» **READING PASSAGE**:

----------------

Goal: Showing an algo that computes the Bounding box of a cubic bezier.

Audience: Needs some basic Math, Derivative, solving parabola, knowledge of computer language.

Sample in c# : coming soon, at bottom of article.

This is also my first usage of a HTML5 element, so IE users sorry!

If you are NOT familiar with what a cubic bezier is, please look at this wiki page.

If you use the start and end point of a cubic bezier and both of the controlpoints, you will end up with a box. This box will contain the bezier, but it’s not really tight. You want a tight bb (bounding box). The controlpoints of the bezier may lay outside the bb.

This example is shows a working example (if the HTML5 canvas element is supported you’ll see a interactive demonstration) :

So how to do this?

You’ll need to know the function of the cubic bezier. Defined as:

f(t) = a*t^3 + b*t^2 + c*t +d

where

d = P0

c = 3*P1-3*P0

b = 3*P2-6*P1+3*P0

a = P3-3*P2+3*P1-P0

p0 and p3 are the begin and end point of the bezier, p1 & p2 the control points. This function is defined for t=[0..1] so (0, 0.00001, 0.00002, … 0.99999)

Code to draw bezier point by point

protected override void OnPaint(PaintEventArgs pe) { Func<double, double, double, double, double, double> bezierSpline = (p0, p1, p2, p3, t) => (p3 - 3 * p2 + 3 * p1 - p0) * Math.Pow(t, 3) + (3 * p2 - 6 * p1 + 3 * p0) * Math.Pow(t, 2) + (3 * p1 - 3 * p0) * t + (p0); for (double t = 0; t <= 1; t += 0.001) //adjust if you want { double x = bezierSpline(_points[0].X, _points[1].X, _points[2].X, _points[3].X, t); double y = bezierSpline(_points[0].Y, _points[1].Y, _points[2].Y, _points[3].Y, t); ; var p = new PointF((float)x, (float)y); drawPoint(pe.Graphics, p, Color.Orange, 2); } } private void drawPoint(Graphics g, PointF p, Color color, float size) { Brush b = new SolidBrush(color); float w = size; RectangleF r = new RectangleF(p.X-(w/2f),p.Y-(w/2f),w,w); g.FillEllipse(b,r); b.Dispose(); }//this code snippet has been cut-n-pasted from project, may contain some err..

A possible way to compute bb is to add each point to bb evaluation, and you need plenty to ensure the exactness of the bb! Don't do this! Unless you want to do TDD and test if the bb is nearly the same as the bb you are about to compute for testing purposes.

----------------

» **WORK TO COMPLETE**: Extend the article on computing the bounding box of a cubic Bezier, picking up after its final sentence. The records are separate material with no connection to the article on cubic Bezier bounding boxes.

----------------

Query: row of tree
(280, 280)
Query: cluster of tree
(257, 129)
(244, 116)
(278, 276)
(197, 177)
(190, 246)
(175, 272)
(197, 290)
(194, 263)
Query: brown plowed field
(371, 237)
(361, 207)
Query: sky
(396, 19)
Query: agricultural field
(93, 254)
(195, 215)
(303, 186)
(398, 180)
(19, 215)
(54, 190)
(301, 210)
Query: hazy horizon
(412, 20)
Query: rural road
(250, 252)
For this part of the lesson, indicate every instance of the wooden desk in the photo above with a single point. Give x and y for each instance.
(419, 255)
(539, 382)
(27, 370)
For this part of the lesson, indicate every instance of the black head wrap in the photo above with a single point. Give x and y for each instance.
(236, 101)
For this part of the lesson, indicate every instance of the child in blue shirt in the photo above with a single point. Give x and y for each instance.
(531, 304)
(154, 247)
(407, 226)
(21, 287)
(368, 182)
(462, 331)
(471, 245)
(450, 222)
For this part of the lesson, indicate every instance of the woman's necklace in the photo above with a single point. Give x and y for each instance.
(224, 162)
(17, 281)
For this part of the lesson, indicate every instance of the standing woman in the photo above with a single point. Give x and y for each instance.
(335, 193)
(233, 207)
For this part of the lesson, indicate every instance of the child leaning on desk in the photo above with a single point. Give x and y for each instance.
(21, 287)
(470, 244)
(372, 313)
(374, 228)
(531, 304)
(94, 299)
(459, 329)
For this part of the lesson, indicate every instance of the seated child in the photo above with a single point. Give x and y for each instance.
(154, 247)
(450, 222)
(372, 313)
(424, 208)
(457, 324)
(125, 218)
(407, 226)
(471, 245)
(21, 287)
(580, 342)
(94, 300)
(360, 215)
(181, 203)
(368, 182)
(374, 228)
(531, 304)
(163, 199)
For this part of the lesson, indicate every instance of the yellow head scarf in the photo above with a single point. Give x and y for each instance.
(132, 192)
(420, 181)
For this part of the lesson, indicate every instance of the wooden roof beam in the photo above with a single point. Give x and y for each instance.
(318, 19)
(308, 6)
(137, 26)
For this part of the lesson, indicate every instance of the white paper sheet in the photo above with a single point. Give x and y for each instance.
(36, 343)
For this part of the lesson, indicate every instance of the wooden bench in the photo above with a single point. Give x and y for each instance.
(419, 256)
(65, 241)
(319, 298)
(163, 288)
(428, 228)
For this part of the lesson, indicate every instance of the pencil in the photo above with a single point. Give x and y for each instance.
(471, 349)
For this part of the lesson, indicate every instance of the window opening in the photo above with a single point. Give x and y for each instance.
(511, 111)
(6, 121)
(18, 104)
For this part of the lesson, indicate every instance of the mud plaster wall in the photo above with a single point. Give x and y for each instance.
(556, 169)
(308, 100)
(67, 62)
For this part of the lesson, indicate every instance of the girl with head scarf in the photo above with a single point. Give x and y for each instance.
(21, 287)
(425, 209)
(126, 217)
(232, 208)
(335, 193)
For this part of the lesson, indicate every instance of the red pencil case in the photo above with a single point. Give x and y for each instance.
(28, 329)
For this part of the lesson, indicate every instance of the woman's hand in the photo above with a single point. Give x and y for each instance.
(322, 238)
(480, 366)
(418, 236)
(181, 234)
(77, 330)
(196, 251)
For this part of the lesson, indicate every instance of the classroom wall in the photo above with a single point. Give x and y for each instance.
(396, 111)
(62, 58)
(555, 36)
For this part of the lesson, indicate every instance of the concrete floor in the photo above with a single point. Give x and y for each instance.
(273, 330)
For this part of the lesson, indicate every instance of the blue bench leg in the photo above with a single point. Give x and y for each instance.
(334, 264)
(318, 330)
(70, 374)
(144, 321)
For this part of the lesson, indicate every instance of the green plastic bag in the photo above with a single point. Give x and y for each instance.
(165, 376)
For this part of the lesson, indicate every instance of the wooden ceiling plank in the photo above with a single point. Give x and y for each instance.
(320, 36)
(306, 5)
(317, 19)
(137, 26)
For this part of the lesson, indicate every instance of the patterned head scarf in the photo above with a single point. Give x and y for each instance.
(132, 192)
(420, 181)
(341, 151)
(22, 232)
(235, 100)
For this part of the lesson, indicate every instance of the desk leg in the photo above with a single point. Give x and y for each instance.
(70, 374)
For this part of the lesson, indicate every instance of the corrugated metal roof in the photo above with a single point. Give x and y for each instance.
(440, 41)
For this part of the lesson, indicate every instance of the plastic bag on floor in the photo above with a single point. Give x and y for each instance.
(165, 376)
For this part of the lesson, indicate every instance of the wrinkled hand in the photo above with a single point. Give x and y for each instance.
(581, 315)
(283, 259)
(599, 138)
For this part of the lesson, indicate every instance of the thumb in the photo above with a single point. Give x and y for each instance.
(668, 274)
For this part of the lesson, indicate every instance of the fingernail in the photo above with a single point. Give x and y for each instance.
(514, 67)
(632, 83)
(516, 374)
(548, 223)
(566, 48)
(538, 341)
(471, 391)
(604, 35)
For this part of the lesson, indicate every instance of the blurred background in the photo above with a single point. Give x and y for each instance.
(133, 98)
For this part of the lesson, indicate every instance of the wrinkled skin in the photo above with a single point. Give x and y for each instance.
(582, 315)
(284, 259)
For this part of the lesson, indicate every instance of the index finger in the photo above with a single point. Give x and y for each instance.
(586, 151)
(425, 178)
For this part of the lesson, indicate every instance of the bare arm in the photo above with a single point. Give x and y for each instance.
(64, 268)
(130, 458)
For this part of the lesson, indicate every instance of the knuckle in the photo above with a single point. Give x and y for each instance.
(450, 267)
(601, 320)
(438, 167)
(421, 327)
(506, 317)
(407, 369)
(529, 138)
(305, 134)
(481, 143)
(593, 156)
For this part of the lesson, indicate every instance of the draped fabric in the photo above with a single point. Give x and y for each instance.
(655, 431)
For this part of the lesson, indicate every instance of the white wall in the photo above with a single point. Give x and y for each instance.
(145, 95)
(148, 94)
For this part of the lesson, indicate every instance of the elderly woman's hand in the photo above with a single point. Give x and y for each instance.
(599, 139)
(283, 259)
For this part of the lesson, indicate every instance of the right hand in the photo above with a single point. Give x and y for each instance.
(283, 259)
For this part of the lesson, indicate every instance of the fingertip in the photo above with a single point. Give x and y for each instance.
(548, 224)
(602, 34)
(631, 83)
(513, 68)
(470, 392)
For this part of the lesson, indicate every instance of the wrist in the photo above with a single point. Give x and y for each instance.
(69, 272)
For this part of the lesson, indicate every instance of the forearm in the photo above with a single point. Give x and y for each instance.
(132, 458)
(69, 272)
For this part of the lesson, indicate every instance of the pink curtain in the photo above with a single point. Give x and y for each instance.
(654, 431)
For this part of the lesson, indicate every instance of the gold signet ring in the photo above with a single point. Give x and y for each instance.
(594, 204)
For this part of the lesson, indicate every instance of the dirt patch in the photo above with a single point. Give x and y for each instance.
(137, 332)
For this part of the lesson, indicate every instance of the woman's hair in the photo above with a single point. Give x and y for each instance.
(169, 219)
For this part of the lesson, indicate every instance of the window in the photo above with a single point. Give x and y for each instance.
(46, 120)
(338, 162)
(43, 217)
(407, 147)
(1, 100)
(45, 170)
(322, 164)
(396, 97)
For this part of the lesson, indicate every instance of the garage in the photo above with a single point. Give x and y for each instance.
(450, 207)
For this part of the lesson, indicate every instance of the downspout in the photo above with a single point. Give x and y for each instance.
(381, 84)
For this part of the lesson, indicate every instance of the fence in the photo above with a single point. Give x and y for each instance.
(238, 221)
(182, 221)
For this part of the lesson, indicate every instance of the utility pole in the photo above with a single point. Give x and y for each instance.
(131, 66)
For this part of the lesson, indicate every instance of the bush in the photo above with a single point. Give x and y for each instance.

----------------

» **THE OUTPUT**:
### Derivative

The exact solution can be found by using math. if you derivative the bezier function you can find local extremes.

so

f(t) = a*t3 + b*t2 + c*t +d

becomes :

f(t)' = 3a*t^2 + 2b*t + c

Do not forget the values of a,b and c! as defined above.

If you find the where f(t)'=0 then you'll find local extremes. To do this you'll need to find where the parabola equals 0 for each of the axises. You'll need to solve the parabola (f(t)' is now a parabola!) for the x and y values of your points.

To find out if there is a solution we'll use the discriminant (Quadratic formula) b^2-4ac. This will tell you if there is a solution.

Example:

suppose points:

p0 = (30,70)

p1 = (0,270)

p2 = (290,110)

p3 = (200, 100)

f(t)' = 3a*t^2 + 2b*t + c

with:

a = P3-3*P2+3*P1-P0

b = 3*P2-6*P1+3*P0

c = 3*P1-3*P0

becomes:

f(t)' = 3(P3-3*P2+3*P1-P0)*t^2 + 2(3*P2-6*P1+3*P0)*t + (3*P1-3*P0)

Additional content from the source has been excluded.